Labeled box records:
....
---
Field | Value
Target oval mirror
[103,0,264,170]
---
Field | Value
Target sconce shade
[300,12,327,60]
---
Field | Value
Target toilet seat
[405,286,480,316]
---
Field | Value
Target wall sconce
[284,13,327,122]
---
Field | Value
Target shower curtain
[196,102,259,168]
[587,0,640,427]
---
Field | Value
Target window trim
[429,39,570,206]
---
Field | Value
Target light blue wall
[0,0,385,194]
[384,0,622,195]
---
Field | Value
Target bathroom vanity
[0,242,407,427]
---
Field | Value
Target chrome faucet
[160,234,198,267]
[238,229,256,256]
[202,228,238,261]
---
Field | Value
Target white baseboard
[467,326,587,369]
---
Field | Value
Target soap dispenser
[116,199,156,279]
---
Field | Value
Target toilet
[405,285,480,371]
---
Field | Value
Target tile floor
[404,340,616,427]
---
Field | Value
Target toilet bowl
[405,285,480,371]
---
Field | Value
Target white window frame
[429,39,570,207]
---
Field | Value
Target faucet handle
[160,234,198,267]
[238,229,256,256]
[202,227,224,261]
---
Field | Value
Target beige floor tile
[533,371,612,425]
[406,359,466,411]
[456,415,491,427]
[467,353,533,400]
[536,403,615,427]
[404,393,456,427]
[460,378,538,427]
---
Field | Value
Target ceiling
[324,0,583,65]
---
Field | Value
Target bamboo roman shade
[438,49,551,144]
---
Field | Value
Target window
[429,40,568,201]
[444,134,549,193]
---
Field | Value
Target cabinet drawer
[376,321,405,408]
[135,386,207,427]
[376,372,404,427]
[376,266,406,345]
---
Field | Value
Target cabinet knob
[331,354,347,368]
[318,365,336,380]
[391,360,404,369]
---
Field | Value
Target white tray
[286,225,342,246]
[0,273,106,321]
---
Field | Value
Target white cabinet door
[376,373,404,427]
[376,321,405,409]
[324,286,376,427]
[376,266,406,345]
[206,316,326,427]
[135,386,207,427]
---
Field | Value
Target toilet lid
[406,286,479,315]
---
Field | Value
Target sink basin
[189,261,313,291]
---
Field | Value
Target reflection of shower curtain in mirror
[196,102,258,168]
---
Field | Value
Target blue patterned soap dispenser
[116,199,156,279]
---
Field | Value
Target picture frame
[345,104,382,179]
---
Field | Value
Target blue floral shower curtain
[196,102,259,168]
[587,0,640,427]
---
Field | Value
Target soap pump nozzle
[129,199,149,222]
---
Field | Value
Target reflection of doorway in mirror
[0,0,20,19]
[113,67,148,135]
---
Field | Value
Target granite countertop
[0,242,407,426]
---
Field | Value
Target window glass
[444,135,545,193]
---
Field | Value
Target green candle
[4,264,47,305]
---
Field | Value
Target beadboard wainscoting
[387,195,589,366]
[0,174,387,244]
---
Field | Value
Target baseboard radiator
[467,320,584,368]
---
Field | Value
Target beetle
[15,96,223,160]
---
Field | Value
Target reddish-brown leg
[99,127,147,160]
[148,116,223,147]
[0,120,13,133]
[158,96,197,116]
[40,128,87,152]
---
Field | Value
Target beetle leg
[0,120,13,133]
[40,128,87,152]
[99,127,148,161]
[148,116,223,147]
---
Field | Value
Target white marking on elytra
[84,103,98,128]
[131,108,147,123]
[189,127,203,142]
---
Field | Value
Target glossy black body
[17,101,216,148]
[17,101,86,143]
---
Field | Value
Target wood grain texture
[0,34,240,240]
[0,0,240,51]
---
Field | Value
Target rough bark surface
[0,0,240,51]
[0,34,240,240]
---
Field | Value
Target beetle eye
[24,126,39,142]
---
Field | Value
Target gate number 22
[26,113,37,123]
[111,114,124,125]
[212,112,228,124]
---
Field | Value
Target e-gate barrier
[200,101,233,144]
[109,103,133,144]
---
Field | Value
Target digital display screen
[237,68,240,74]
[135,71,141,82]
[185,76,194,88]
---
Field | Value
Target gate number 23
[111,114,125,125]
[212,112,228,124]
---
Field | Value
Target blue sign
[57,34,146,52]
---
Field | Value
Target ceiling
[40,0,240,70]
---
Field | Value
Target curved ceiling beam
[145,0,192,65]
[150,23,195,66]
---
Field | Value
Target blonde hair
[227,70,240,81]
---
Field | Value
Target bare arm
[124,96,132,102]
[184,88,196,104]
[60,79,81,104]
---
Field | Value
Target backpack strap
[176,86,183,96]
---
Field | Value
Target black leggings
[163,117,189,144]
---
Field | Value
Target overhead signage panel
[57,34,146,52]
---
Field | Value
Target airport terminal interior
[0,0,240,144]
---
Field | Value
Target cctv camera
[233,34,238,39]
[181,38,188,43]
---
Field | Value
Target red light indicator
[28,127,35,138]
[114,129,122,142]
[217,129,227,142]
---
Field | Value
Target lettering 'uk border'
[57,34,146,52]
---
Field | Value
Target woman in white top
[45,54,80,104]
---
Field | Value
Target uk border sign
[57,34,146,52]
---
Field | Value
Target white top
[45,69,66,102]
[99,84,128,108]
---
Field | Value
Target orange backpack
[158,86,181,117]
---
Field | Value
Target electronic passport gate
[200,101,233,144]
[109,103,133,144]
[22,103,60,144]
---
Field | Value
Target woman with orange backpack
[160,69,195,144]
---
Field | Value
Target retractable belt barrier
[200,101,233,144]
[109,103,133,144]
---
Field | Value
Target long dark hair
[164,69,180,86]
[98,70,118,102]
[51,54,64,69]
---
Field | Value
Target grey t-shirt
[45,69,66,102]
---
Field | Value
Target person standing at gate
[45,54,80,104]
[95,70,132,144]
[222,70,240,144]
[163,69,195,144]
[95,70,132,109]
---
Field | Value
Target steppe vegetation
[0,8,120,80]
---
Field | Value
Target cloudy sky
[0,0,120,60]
....
:: Exercise brief ::
Pull out each line of the items above that contains the string "gate". Case counts.

:: Result for this exercise ::
Target gate number 22
Target e-gate barrier
Target gate number 23
Target electronic passport gate
Target person standing at gate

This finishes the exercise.